#### Work to complete:
Render the records below as a Markdown table with columns headed Row and Record line, numbering each line in order and skipping blank lines. Leave the pictures out of the answer.

#### Exercise material:
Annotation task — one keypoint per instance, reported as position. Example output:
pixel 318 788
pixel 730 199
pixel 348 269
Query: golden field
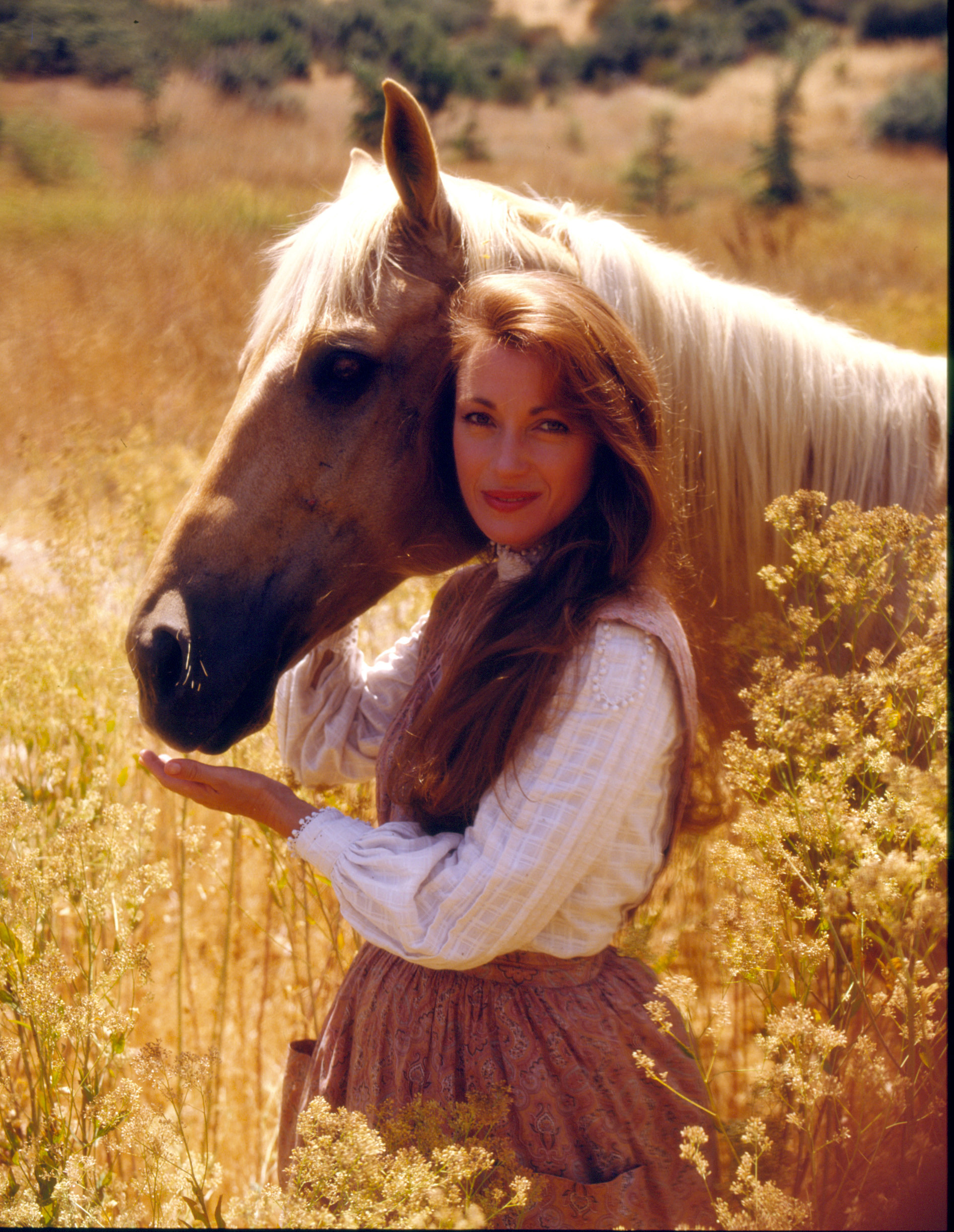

#### Reply:
| Row | Record line |
|---|---|
| 1 | Annotation task — one keypoint per instance, reported as position. Example output: |
| 2 | pixel 318 788 |
| 3 | pixel 730 199 |
| 4 | pixel 348 269 |
| 5 | Query: golden field |